■ Exercise: In the listing that follows, how many lines contain "license"? Give the number only.

[Data shown — start]

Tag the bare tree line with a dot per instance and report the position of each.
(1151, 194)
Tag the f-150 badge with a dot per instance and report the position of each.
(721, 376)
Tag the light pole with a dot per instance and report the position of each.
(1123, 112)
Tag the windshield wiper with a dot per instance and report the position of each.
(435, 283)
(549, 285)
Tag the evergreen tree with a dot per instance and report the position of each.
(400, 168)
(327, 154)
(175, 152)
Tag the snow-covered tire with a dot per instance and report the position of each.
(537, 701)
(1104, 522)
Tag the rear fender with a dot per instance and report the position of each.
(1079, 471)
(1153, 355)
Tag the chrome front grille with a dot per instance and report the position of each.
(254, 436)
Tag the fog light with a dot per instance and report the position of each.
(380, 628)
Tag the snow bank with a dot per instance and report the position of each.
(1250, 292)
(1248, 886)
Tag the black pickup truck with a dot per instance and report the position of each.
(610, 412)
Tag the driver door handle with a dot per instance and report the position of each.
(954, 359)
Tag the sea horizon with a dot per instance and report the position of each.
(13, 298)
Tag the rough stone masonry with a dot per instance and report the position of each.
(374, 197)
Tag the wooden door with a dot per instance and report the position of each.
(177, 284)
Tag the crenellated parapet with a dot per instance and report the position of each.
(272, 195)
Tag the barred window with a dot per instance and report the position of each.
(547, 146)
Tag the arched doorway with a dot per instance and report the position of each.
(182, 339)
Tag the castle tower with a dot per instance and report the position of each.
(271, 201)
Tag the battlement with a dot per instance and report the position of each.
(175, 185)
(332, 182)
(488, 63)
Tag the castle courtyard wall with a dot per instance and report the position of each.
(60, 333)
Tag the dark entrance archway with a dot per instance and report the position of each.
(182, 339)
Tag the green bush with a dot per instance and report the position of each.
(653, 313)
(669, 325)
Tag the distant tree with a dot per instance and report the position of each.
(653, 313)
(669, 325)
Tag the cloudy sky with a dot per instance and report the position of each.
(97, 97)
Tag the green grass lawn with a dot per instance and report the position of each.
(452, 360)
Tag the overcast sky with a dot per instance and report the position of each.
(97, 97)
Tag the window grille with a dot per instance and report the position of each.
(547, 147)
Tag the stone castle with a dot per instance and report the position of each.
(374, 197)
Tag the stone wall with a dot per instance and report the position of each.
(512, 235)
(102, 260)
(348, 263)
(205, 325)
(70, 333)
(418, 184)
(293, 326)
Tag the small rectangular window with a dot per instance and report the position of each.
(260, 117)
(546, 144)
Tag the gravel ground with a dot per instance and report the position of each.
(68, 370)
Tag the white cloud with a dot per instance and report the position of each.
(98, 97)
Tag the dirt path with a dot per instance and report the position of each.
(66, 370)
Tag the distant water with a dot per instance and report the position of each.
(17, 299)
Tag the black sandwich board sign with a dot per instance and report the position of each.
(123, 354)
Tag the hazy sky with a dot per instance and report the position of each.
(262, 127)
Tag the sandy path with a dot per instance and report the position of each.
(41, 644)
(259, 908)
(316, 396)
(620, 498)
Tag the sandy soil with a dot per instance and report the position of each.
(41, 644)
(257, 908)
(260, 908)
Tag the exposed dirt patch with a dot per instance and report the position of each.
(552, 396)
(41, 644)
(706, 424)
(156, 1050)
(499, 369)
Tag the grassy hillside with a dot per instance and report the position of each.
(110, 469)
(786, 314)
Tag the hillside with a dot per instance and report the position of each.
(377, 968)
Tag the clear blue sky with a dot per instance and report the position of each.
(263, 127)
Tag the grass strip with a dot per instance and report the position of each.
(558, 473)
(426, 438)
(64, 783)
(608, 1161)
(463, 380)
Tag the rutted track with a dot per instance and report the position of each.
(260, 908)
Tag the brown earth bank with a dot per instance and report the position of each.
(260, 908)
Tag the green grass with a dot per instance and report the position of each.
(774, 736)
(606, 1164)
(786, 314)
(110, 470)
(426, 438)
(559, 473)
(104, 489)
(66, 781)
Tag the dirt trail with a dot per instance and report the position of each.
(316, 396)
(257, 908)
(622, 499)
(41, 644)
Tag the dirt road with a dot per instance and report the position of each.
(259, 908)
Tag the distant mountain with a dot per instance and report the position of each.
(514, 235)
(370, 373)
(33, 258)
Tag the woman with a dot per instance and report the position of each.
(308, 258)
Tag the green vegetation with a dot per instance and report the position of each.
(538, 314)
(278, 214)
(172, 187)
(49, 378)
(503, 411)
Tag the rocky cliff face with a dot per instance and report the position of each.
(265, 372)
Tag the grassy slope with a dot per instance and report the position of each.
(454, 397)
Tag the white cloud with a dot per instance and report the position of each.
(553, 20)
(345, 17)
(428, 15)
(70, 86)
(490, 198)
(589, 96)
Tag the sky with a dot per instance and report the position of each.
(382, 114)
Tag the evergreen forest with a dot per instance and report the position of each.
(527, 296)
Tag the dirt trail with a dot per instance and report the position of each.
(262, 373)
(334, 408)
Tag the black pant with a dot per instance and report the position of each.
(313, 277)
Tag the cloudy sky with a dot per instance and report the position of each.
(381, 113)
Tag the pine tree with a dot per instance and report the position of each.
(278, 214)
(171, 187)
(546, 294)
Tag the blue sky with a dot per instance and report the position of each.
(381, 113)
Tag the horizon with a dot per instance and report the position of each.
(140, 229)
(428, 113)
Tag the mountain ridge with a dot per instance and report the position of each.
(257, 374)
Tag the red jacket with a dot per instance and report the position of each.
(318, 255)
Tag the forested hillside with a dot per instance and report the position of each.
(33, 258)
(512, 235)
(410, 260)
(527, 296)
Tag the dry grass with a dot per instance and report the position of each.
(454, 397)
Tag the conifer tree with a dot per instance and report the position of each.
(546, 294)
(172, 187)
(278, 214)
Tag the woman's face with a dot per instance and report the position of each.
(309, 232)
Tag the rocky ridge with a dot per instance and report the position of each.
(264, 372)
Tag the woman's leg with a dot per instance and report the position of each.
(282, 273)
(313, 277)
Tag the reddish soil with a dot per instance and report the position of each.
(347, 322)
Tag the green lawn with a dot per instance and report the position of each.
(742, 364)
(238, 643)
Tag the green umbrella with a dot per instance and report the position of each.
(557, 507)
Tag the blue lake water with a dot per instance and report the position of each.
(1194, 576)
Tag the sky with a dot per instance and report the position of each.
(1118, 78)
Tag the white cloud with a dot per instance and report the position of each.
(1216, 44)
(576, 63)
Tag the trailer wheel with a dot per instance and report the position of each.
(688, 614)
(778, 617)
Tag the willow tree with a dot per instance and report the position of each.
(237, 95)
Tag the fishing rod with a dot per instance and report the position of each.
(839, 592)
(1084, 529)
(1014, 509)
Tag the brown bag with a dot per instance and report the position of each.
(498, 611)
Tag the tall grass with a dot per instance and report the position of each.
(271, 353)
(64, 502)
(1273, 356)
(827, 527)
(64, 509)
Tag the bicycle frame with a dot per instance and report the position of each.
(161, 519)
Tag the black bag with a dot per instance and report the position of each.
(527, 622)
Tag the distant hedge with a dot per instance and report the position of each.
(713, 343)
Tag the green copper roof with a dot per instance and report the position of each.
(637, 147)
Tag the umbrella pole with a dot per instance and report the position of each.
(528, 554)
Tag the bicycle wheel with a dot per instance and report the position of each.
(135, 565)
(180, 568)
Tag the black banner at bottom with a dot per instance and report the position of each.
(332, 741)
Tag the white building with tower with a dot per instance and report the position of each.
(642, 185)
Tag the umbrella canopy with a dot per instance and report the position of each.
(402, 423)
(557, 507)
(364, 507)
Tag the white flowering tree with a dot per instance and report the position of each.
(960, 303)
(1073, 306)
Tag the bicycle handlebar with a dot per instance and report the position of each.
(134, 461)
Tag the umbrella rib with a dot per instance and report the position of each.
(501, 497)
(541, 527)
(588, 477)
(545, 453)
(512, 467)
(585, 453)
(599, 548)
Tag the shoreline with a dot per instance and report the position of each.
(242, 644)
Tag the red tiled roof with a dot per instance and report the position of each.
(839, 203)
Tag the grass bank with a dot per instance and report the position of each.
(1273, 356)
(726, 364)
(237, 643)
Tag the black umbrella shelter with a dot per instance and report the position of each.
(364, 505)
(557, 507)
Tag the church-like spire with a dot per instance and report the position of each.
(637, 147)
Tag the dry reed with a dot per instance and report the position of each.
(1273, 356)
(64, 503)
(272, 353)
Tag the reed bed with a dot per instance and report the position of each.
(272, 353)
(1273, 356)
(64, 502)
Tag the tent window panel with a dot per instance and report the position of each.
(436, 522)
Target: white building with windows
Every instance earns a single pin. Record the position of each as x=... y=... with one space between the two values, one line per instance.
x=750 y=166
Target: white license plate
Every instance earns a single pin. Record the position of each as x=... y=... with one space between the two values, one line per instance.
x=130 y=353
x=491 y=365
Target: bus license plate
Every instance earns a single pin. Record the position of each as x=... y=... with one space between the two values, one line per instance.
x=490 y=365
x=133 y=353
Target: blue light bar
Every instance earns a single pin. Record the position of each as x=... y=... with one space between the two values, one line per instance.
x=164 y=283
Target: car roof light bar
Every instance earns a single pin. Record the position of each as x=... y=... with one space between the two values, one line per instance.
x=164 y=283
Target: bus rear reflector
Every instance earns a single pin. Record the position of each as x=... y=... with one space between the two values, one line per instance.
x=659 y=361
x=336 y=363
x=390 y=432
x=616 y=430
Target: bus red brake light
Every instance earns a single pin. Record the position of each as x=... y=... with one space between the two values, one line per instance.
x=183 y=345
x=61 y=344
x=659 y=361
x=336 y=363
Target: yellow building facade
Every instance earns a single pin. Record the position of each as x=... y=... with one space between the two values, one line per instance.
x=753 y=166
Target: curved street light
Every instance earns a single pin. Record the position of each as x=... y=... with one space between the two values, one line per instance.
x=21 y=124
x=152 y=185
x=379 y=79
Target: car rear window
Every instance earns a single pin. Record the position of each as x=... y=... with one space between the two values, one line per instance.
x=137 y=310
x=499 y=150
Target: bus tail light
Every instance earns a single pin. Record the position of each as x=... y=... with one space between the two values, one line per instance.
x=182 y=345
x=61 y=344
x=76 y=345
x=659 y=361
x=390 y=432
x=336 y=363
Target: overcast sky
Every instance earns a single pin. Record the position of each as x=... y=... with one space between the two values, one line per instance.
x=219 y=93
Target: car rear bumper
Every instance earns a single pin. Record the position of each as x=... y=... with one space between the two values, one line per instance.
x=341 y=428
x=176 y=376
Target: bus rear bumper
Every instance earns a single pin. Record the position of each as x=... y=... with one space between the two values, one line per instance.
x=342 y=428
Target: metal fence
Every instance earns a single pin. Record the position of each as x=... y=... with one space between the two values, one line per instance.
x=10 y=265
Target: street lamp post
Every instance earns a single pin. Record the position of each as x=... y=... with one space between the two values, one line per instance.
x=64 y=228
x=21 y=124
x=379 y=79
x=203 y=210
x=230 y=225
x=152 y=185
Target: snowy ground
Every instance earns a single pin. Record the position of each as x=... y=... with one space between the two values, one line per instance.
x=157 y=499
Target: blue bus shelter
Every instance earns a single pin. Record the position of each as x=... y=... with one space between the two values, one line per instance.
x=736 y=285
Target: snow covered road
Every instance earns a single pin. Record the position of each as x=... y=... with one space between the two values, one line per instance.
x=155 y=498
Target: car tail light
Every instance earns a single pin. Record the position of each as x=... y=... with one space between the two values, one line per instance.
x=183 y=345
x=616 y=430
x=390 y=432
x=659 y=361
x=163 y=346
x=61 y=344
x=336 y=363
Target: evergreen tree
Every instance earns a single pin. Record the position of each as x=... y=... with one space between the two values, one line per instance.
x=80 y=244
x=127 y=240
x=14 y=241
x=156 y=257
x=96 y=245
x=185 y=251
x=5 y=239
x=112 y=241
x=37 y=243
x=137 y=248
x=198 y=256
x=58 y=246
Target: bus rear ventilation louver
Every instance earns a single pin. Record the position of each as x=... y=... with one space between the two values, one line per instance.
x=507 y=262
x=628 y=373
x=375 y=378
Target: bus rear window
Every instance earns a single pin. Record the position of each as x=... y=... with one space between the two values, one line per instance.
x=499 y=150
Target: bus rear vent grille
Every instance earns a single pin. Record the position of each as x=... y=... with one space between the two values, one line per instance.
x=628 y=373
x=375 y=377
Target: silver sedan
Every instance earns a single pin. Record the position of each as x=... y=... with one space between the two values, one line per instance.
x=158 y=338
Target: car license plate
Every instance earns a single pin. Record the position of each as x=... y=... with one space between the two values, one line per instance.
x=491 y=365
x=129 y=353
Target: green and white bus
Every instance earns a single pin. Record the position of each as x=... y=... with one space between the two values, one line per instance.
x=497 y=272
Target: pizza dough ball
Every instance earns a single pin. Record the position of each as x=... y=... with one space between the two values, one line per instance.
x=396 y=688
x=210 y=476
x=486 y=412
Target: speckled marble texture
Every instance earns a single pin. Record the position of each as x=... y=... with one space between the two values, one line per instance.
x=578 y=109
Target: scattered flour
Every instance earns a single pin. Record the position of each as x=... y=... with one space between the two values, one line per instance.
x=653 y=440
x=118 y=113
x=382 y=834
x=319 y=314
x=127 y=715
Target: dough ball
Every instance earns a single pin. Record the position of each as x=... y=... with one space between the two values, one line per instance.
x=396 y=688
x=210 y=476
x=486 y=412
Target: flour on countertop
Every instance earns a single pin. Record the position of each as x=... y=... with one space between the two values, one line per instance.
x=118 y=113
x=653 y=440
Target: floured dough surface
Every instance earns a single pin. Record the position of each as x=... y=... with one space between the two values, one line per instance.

[Data shown — finish]

■ Exercise response: 3